Genetic basis of tolerance to O₂ deprivation in Drosophila melanogaster

Abstract

The ability to tolerate a low-O₂ environment varies widely among species in the animal kingdom. Some animals, such as Drosophila melanogaster, can tolerate anoxia for prolonged periods without apparent tissue injury. To determine the genetic basis of the cellular responses to low O₂, we performed a genetic screen in Drosophila to identify loci that are responsible for anoxia resistance. Four X-linked, anoxia-sensitive mutants belonging to three complementation groups were isolated after screening more than 10,000 mutagenized flies. The identified recessive and dominant mutations showed marked delay in recovery from O₂ deprivation. In addition, electrophysiologic studies demonstrated that polysynaptic transmission in the central nervous system of the mutant flies was abnormally long during recovery from anoxia. These studies show that anoxic tolerance can be genetically dissected.

Data
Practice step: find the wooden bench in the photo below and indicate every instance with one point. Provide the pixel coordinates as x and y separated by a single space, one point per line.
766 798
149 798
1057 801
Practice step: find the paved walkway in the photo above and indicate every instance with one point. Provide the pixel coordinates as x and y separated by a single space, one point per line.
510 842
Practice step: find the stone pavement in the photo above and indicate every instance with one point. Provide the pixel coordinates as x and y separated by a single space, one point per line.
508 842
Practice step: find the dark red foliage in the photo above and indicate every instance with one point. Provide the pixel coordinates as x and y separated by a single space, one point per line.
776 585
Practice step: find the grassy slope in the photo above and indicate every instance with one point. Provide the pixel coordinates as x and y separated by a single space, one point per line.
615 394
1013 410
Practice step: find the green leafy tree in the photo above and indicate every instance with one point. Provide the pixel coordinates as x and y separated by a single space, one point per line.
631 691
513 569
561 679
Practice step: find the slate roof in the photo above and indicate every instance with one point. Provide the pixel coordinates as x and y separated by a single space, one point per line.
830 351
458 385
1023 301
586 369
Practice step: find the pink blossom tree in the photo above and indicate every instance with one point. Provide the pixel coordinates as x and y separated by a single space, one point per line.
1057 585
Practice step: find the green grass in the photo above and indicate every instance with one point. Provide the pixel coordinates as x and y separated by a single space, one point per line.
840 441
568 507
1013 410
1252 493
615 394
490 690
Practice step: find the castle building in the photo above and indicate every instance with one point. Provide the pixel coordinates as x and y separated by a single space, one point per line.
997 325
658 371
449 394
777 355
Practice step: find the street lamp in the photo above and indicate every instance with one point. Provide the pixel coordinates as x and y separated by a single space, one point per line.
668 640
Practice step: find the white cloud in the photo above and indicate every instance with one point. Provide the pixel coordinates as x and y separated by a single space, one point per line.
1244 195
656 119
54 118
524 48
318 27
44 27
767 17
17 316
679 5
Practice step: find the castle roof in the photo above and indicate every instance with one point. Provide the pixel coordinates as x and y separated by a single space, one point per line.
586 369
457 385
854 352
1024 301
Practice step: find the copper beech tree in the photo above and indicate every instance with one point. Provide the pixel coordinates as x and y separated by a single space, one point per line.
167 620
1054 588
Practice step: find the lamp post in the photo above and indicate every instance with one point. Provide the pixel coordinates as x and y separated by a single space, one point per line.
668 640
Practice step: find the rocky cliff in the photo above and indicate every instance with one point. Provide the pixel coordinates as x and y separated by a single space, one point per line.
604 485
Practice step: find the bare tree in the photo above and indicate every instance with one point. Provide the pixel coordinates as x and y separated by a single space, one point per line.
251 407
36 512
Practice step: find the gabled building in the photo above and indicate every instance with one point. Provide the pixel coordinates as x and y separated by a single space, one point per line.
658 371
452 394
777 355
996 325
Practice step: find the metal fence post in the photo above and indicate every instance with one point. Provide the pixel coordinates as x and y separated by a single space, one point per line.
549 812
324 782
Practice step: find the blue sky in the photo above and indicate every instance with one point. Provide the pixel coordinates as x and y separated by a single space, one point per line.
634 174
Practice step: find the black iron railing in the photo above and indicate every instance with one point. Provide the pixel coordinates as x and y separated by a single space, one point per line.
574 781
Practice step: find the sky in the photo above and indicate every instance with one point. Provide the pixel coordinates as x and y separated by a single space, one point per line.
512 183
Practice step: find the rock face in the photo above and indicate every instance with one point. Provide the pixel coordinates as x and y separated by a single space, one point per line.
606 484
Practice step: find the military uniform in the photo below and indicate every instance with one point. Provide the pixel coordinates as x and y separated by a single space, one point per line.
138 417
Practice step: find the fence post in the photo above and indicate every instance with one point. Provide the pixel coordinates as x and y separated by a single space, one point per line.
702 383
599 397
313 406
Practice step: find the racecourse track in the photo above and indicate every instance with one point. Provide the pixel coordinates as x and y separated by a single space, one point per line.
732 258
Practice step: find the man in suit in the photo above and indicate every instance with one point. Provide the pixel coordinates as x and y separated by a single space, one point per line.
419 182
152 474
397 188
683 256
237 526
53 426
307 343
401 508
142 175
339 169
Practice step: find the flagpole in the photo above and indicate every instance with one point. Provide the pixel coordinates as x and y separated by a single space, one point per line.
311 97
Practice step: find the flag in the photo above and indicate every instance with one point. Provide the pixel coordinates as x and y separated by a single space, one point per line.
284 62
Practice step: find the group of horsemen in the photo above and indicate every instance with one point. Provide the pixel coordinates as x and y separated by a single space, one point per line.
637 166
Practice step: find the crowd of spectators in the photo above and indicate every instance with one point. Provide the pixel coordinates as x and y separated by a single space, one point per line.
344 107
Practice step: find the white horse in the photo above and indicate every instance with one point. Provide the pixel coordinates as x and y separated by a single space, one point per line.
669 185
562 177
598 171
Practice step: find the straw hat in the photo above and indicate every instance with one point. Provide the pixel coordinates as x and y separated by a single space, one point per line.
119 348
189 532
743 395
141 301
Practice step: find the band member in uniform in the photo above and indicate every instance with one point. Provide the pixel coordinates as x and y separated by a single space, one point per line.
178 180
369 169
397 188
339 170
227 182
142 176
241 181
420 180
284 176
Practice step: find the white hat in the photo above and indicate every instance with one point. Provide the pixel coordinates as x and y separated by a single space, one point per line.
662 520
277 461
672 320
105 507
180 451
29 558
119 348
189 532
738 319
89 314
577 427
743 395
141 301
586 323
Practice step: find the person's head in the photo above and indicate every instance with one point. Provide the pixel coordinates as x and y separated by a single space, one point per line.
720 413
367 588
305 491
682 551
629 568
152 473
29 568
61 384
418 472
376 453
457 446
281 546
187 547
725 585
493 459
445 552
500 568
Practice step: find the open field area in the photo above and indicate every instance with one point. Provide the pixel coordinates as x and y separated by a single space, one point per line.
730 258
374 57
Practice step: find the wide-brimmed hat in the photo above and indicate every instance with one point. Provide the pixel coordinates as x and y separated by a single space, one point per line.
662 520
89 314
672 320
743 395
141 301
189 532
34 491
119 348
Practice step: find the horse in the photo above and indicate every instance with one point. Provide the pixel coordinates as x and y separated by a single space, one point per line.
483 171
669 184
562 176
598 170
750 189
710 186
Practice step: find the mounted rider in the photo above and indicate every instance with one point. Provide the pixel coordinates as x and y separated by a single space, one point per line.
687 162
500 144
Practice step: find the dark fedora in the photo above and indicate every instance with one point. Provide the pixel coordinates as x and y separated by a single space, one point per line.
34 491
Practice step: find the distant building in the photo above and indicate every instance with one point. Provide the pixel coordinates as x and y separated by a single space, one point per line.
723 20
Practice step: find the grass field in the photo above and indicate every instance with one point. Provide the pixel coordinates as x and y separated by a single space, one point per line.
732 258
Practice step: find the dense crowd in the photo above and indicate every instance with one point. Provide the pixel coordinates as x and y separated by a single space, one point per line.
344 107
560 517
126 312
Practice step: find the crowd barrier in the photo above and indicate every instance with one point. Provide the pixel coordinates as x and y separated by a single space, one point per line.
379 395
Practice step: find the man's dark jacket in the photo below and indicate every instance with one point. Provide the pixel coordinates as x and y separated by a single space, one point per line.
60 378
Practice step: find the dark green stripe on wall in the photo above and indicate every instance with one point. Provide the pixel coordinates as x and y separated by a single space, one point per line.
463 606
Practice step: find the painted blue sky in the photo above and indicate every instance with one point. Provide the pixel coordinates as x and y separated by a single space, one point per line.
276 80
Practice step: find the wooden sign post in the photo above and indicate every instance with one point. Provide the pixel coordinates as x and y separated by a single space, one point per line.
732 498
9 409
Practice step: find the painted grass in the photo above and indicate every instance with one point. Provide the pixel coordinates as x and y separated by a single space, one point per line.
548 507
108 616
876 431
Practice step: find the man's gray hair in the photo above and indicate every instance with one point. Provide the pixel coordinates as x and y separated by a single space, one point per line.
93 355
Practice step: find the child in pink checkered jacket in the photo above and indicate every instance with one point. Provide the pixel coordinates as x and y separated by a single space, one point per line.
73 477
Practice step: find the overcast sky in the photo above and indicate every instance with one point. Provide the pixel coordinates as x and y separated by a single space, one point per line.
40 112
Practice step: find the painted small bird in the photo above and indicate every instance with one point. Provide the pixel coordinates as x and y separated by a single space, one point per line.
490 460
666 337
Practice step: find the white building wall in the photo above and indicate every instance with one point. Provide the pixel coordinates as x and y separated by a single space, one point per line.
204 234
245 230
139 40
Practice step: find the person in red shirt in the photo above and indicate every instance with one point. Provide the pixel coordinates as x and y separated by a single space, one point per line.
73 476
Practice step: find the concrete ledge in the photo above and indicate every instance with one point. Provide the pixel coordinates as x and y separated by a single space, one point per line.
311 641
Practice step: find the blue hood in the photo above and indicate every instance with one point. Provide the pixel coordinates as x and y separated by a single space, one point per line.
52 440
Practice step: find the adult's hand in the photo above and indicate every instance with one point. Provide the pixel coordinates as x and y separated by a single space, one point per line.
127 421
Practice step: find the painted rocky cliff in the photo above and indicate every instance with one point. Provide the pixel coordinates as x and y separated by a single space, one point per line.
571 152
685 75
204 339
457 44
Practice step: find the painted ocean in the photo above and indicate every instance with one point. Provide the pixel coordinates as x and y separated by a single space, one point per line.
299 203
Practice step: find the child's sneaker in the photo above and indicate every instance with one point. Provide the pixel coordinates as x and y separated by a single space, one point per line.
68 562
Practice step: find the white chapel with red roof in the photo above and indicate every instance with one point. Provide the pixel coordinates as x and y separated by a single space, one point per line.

Required tasks
1. Answer from the Drosophila abstract:
(a) How many mutagenized flies were screened?
(b) How many complementation groups did the four mutants belong to?
(c) What was abnormally long in the mutant flies during recovery from anoxia?
2. Update the Drosophila abstract from "The ability to" up to and including "be genetically dissected.", and use "clear" in place of "marked".
3. Take the Drosophila abstract further, picking up after its last sentence.
You won't need the material for this.

Responses per task
1.
(a) More than 10,000.
(b) Three.
(c) Polysynaptic transmission in the central nervous system.

2.
The ability to tolerate a low-O₂ environment varies widely among species in the animal kingdom. Some animals, such as Drosophila melanogaster, can tolerate anoxia for prolonged periods without apparent tissue injury. To determine the genetic basis of the cellular responses to low O₂, we performed a genetic screen in Drosophila to identify loci that are responsible for anoxia resistance. Four X-linked, anoxia-sensitive mutants belonging to three complementation groups were isolated after screening more than 10,000 mutagenized flies. The identified recessive and dominant mutations showed clear delay in recovery from O₂ deprivation. In addition, electrophysiologic studies demonstrated that polysynaptic transmission in the central nervous system of the mutant flies was abnormally long during recovery from anoxia. These studies show that anoxic tolerance can be genetically dissected.

3.
Each year millions of individuals in the United States die or become morbidly ill because of conditions or diseases that acutely reduce O₂ supply to hypoxia-sensitive tissues, such as the myocardium, central nervous system, and kidneys. Over the past several decades, most research has focused on mechanisms of vessel disease (e.g., atherosclerosis) that lead to stroke or myocardial infarction and on their prevention. However, little is known about the molecular mechanisms underlying the cellular responses to lack of oxygenation and how to prevent damage once a reduction in O₂ supply has occurred.

The study of cell responses to low O₂ is important not only for understanding disease mechanisms but also for understanding normal biologic processes. Recent observations have shown, for example, that O₂ deprivation can have profound effects on cell proliferation, differentiation, and tumor growth via its effect on cell-cycle check points, including cyclins and proteins such as bcl2 and p53 (1–4). When faced with a complete lack of O₂ (anoxia), shrimp (5) and Drosophila (6) embryos stop growing and enter a phase of total developmental arrest that is relieved only with the reintroduction of O₂. Development can resume even after 2 years of anoxia (6).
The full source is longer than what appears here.